— EXTRACT TO READ —
┏━━
Oddly, portrait mode is unavailable with the zoomed-in lens, instead opting to use the same 1.5x crop from the main camera that the Pixel 3 used. This means images will have less detail compared to some competitors, especially since the super-res zoom pipeline is still not used in portrait mode. It also means you don't get the versatility of both wide-angle and telephoto portrait shots. And if there's one thing you probably know about me, it's that I love my wide angle portraits!

Pixel 4's portrait mode continues to use a 1.5x crop from the main camera. This means that, like the Pixel 3, it will have considerably less detail than portrait modes from competitors like the iPhone 11 Pro that use the full-resolution image from wide or tele modules. Click to view at 100%

Further improvements

There are a few more updates to note.

Learning-based AWB

The learning-based white balance that debuted in Night Sight is now the default auto white balance (AWB) algorithm in all camera modes on the Pixel 4. What is learning-based white balance? Google trained its traditional AWB algorithm to discriminate between poorly, and properly, white balanced images. The company did this by hand-correcting images captured using the traditional AWB algorithm, and then using these corrected images to train the algorithm to suggest appropriate color shifts to achieve a more neutral output.

Google tells us that the latest iteration of the algorithm is improved in a number of ways. A larger training data set has been used to yield better results in low light and adversarial lighting conditions. The new AWB algorithm is better at recognizing specific, common illuminants and adjusting for them, and also yields better results under artificial lights of one dominant color. We've been impressed with white balance results in Night Sight on the Pixel 3, and are glad to see it ported over to all camera modes. See below how Google's learning-based AWB (top left) preserves both blue and red/orange tones in the sky compared to its traditional AWB (top right), and how much better it is at separating complex sunset colors (bottom left) compared to the iPhone XS (bottom right).
┗━━
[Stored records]
┏━━
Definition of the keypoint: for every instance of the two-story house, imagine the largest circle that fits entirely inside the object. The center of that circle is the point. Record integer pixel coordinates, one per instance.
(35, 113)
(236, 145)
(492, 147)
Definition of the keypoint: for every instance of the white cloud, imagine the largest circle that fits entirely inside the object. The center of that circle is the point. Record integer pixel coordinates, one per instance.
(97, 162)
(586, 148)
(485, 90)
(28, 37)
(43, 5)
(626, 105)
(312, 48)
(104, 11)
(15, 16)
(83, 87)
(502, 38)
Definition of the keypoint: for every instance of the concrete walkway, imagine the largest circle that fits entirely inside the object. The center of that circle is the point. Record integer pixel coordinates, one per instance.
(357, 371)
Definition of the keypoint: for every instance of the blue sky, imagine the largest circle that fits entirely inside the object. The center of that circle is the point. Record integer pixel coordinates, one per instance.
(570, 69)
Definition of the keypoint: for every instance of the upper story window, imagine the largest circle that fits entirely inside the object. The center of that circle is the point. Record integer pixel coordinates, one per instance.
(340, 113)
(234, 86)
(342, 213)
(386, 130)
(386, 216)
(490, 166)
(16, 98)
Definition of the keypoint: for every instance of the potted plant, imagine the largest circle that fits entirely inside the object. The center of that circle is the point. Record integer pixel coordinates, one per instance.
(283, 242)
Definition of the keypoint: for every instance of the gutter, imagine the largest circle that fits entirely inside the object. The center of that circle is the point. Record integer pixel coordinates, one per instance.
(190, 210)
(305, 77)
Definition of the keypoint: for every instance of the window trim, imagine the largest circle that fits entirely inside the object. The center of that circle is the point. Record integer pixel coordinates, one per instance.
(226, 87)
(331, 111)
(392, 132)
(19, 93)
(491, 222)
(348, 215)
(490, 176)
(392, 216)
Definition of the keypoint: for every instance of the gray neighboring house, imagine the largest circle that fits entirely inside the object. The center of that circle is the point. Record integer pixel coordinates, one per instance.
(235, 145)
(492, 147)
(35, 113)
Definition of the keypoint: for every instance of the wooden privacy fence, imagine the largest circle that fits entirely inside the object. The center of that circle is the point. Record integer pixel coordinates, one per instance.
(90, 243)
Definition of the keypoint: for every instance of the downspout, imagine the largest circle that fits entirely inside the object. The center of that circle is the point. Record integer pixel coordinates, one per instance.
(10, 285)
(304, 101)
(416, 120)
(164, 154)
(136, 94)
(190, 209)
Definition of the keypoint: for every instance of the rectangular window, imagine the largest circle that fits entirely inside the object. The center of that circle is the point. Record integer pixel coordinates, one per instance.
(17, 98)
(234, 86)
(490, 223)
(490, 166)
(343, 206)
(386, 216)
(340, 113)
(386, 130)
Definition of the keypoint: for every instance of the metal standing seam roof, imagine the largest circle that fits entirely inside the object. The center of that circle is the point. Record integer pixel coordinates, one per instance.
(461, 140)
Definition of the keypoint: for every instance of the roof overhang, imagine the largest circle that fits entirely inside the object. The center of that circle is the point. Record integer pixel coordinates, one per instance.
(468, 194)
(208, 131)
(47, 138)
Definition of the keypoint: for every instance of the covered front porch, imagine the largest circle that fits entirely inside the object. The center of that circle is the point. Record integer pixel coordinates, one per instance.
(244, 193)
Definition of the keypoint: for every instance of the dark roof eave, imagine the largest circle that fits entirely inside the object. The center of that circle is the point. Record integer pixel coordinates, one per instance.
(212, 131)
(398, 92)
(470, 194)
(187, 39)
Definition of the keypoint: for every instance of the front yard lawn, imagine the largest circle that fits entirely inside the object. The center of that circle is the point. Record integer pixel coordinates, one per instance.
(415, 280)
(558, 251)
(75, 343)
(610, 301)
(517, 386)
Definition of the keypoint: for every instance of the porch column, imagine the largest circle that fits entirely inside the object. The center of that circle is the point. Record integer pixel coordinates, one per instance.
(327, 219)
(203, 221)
┗━━
— YOUR GOAL —
According to the Pixel 4 camera text, which white balance algorithm is now the default in all camera modes? These lines have nothing to do with the text about the Pixel 4 camera.

— THE RESPONSE —
The learning-based white balance that debuted in Night Sight.